Recorded data:

══════════════════════════════

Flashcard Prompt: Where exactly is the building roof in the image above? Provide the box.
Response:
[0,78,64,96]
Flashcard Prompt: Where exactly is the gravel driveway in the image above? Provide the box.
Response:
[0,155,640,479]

══════════════════════════════

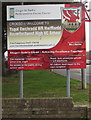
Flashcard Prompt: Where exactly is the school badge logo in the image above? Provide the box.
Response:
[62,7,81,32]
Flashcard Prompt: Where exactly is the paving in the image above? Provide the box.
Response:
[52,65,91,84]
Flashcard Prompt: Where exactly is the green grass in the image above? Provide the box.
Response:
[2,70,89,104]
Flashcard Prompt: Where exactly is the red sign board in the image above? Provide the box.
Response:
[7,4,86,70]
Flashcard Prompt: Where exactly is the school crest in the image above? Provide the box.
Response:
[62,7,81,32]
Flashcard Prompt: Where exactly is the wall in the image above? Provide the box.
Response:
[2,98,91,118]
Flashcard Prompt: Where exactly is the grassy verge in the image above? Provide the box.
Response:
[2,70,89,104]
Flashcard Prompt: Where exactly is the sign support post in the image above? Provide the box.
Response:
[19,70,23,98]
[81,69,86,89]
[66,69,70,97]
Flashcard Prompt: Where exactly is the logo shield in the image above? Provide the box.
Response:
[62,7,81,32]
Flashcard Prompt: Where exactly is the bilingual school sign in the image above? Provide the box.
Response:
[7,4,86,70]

══════════════════════════════

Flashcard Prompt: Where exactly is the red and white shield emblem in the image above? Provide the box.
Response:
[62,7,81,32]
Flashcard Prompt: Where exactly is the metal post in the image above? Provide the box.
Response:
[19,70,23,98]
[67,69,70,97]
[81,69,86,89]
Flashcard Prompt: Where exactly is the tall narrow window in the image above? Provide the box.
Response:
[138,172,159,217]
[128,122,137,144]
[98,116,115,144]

══════════════════════════════

Instruction:
Reproduce every line of the listing from the line with "Flashcard Prompt: Where exactly is the building" to the line with "[0,78,64,96]", both included, and shift each bounding-box coordinate in the answers by -113.

Right answer:
Flashcard Prompt: Where exactly is the building roof in the image above? Provide the box.
Response:
[-113,-35,-49,-17]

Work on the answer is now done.